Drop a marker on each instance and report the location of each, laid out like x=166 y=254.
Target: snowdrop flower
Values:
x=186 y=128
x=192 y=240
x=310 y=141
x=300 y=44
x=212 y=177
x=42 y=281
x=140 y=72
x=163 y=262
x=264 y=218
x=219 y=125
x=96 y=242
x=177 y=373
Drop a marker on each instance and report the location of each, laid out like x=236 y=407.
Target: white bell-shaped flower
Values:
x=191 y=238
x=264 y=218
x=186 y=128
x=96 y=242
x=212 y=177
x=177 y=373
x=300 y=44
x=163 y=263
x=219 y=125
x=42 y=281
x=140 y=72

______

Output every line of the items above as one numbered list, omitting any blank lines.

1. Drop a marker on each instance and report the location of each, laid out like x=166 y=254.
2. Target: snowdrop flower
3. Values:
4. x=186 y=128
5. x=192 y=240
6. x=310 y=141
7. x=300 y=44
8. x=212 y=177
9. x=42 y=281
10. x=140 y=72
11. x=163 y=262
12. x=264 y=218
13. x=219 y=125
14. x=96 y=242
15. x=177 y=373
16. Drop a marker on each instance and report the location of each, laid out like x=236 y=407.
17. Target: white bell-shaped flower
18. Values:
19. x=191 y=238
20. x=264 y=218
21. x=186 y=128
22. x=96 y=242
23. x=212 y=177
24. x=177 y=373
25. x=300 y=44
26. x=163 y=263
27. x=219 y=125
28. x=42 y=281
29. x=140 y=72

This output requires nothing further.